§ WHAT TO PRODUCE
Write out the entries exactly. None of the pictures should appear in the copy.

[Natural language region descriptions]
☆ ☆ ☆
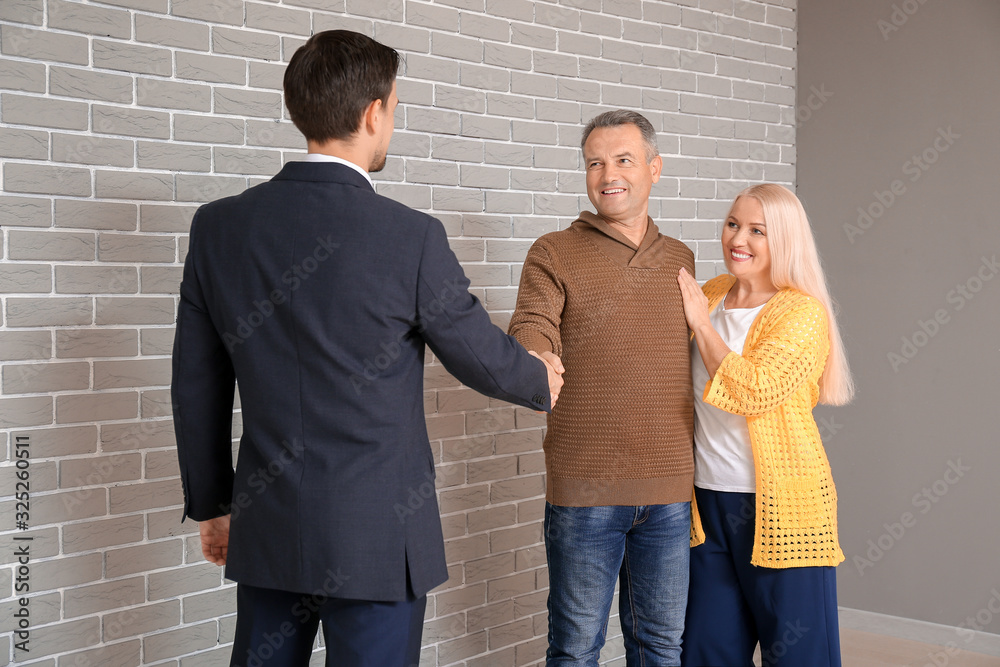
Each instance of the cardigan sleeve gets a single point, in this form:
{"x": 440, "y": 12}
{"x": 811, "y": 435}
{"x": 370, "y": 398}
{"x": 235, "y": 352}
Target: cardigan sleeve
{"x": 783, "y": 357}
{"x": 540, "y": 301}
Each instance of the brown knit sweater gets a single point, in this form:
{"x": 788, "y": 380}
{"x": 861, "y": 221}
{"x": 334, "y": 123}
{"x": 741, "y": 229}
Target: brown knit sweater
{"x": 621, "y": 433}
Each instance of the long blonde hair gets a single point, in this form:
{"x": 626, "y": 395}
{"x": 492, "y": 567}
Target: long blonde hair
{"x": 795, "y": 263}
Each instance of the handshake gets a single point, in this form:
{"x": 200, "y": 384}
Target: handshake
{"x": 555, "y": 369}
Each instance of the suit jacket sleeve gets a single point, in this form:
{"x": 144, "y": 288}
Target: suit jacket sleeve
{"x": 201, "y": 391}
{"x": 458, "y": 330}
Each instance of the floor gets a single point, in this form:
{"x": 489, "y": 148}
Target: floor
{"x": 862, "y": 649}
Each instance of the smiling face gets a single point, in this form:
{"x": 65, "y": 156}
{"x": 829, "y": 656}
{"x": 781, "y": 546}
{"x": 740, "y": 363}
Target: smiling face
{"x": 619, "y": 175}
{"x": 744, "y": 241}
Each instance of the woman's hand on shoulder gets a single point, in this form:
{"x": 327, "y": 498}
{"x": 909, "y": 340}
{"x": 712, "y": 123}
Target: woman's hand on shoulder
{"x": 695, "y": 301}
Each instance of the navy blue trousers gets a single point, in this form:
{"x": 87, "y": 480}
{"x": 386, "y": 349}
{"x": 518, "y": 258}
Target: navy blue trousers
{"x": 278, "y": 629}
{"x": 733, "y": 605}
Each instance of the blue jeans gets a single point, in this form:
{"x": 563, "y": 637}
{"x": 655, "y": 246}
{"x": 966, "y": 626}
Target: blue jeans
{"x": 646, "y": 548}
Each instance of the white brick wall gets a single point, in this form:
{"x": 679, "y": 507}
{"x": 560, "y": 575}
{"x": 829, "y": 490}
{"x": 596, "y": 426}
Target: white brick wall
{"x": 118, "y": 117}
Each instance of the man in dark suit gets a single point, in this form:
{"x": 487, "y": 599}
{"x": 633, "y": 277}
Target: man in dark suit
{"x": 318, "y": 296}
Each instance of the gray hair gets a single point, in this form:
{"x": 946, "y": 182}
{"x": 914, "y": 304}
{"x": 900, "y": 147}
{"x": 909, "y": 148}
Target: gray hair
{"x": 620, "y": 117}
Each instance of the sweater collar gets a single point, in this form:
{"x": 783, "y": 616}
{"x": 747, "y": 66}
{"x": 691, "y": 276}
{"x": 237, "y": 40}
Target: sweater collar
{"x": 648, "y": 255}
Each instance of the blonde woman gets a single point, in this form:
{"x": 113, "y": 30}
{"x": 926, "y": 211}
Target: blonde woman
{"x": 766, "y": 349}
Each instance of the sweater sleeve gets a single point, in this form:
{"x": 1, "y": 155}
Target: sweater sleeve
{"x": 782, "y": 358}
{"x": 540, "y": 300}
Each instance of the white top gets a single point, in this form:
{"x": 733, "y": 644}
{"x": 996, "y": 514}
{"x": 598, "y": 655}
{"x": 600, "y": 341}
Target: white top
{"x": 723, "y": 459}
{"x": 323, "y": 157}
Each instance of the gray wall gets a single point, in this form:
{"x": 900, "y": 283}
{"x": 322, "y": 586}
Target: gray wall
{"x": 883, "y": 84}
{"x": 118, "y": 117}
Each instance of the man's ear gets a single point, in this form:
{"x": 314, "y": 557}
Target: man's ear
{"x": 372, "y": 119}
{"x": 655, "y": 167}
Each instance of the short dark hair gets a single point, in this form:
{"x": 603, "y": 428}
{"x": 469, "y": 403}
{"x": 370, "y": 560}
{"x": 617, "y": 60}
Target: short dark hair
{"x": 331, "y": 80}
{"x": 620, "y": 117}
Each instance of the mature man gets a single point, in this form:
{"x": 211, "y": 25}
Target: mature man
{"x": 318, "y": 297}
{"x": 603, "y": 295}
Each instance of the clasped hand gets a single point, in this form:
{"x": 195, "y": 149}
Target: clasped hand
{"x": 555, "y": 369}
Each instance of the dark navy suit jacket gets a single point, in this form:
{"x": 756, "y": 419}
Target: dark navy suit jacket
{"x": 317, "y": 296}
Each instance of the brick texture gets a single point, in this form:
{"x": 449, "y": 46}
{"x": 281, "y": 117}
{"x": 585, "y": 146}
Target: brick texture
{"x": 117, "y": 118}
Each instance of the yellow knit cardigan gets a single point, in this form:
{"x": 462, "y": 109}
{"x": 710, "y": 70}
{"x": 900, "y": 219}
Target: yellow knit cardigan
{"x": 775, "y": 385}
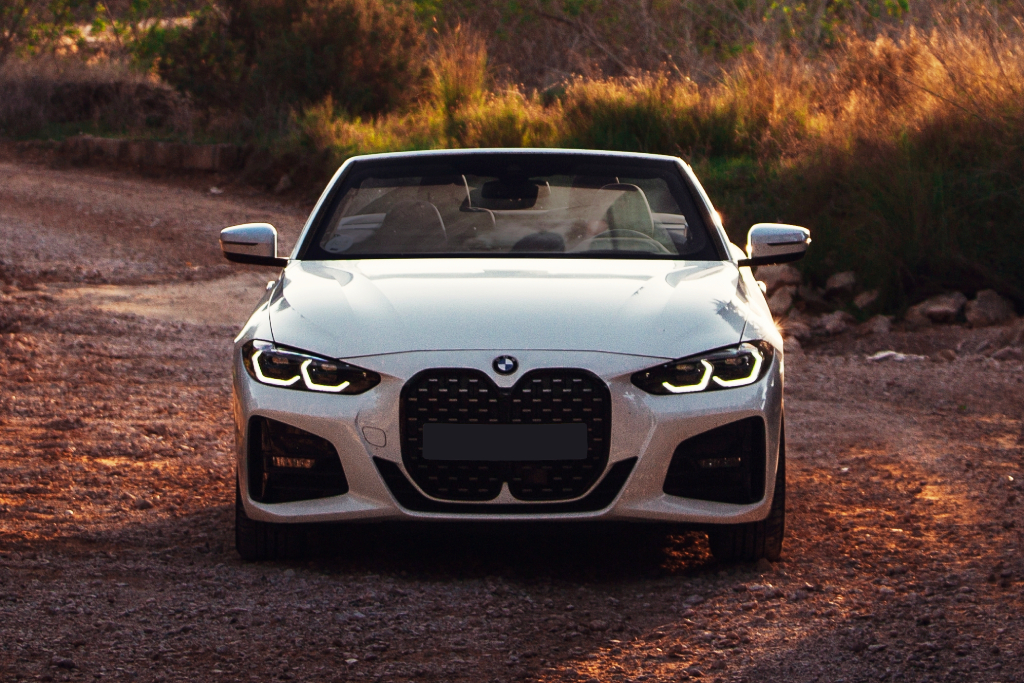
☆ ☆ ☆
§ COMPLETED EXERCISE
Each instance of the cardigan sleeve gets a single point, in this form:
{"x": 440, "y": 12}
{"x": 811, "y": 435}
{"x": 370, "y": 398}
{"x": 235, "y": 352}
Target: cardigan sleeve
{"x": 783, "y": 357}
{"x": 540, "y": 301}
Each instance of the brown knit sweater gets a single point, in this form:
{"x": 788, "y": 380}
{"x": 861, "y": 221}
{"x": 334, "y": 123}
{"x": 741, "y": 229}
Target: brown knit sweater
{"x": 621, "y": 433}
Each instance of the long blonde hair gets a single point, in this form:
{"x": 626, "y": 395}
{"x": 492, "y": 567}
Target: long blonde hair
{"x": 795, "y": 263}
Each instance of the handshake gets a single point, in this form:
{"x": 200, "y": 384}
Target: handshake
{"x": 555, "y": 369}
Each instance of the suit jacket sleeve gets a single point, in this form:
{"x": 144, "y": 288}
Target: suit jacket sleeve
{"x": 201, "y": 391}
{"x": 458, "y": 330}
Each instance of the floor gets a single point, in this form:
{"x": 489, "y": 148}
Target: floor
{"x": 862, "y": 649}
Each instance of the smiling face gets a single point, in this form:
{"x": 65, "y": 156}
{"x": 829, "y": 656}
{"x": 781, "y": 546}
{"x": 740, "y": 363}
Target: smiling face
{"x": 619, "y": 175}
{"x": 744, "y": 241}
Each instance of the woman's hand on shoulder gets a single point, in this form:
{"x": 327, "y": 498}
{"x": 909, "y": 340}
{"x": 712, "y": 123}
Target: woman's hand on shoulder
{"x": 695, "y": 301}
Each instance of the navy blue trousers gets a single point, in this form:
{"x": 87, "y": 480}
{"x": 386, "y": 349}
{"x": 518, "y": 258}
Target: navy blue trousers
{"x": 278, "y": 629}
{"x": 733, "y": 605}
Each instance of the blue jeans gets a single point, in this form:
{"x": 563, "y": 637}
{"x": 655, "y": 246}
{"x": 966, "y": 626}
Target: blue jeans
{"x": 646, "y": 548}
Each instance of the white brick wall gets a single point, in this form:
{"x": 679, "y": 507}
{"x": 560, "y": 575}
{"x": 829, "y": 490}
{"x": 596, "y": 426}
Target: white brick wall
{"x": 118, "y": 117}
Each instance of the man in dark suit gets a single point, in this form:
{"x": 487, "y": 599}
{"x": 633, "y": 277}
Target: man in dark suit
{"x": 318, "y": 296}
Each instance of the gray hair gets a single point, in this form:
{"x": 946, "y": 182}
{"x": 914, "y": 304}
{"x": 900, "y": 147}
{"x": 909, "y": 148}
Target: gray hair
{"x": 620, "y": 117}
Each instance of the sweater collar gets a single point, in this form:
{"x": 783, "y": 616}
{"x": 747, "y": 66}
{"x": 691, "y": 276}
{"x": 237, "y": 40}
Target: sweater collar
{"x": 648, "y": 255}
Each instance of the blonde woman gets a single point, in this form:
{"x": 113, "y": 30}
{"x": 926, "y": 211}
Target: blonde woman
{"x": 766, "y": 349}
Each instance of the sweater sleeve gets a single point, in this form:
{"x": 1, "y": 155}
Target: sweater sleeve
{"x": 782, "y": 358}
{"x": 540, "y": 300}
Each instance of the white top gets a single point, in this form:
{"x": 733, "y": 644}
{"x": 996, "y": 514}
{"x": 598, "y": 655}
{"x": 600, "y": 341}
Target: white top
{"x": 723, "y": 459}
{"x": 323, "y": 157}
Each instance of the gray wall gets a single point, in this form:
{"x": 900, "y": 283}
{"x": 322, "y": 586}
Target: gray wall
{"x": 883, "y": 84}
{"x": 118, "y": 117}
Each instance of the man's ear gets a single point, in this form:
{"x": 314, "y": 557}
Target: man's ear
{"x": 372, "y": 119}
{"x": 655, "y": 167}
Each instance of the short dark hair gets a single point, in this form:
{"x": 603, "y": 428}
{"x": 469, "y": 403}
{"x": 370, "y": 560}
{"x": 617, "y": 60}
Target: short dark hair
{"x": 331, "y": 80}
{"x": 620, "y": 117}
Each instance of the mature man gets a single point, in this form:
{"x": 211, "y": 25}
Target: mature man
{"x": 318, "y": 297}
{"x": 603, "y": 295}
Each instance of the clasped hand gets a single point, in this form:
{"x": 195, "y": 149}
Target: clasped hand
{"x": 555, "y": 369}
Each instance of the dark navy suit jacket gets a single point, in this form:
{"x": 756, "y": 419}
Target: dark navy suit jacket
{"x": 317, "y": 296}
Each instance of the brick texture gets a single point, in this form:
{"x": 449, "y": 46}
{"x": 281, "y": 117}
{"x": 585, "y": 146}
Target: brick texture
{"x": 117, "y": 118}
Each instance of the yellow knit cardigan gets a single point, in this form:
{"x": 462, "y": 109}
{"x": 710, "y": 70}
{"x": 900, "y": 219}
Target: yellow knit cardigan
{"x": 775, "y": 385}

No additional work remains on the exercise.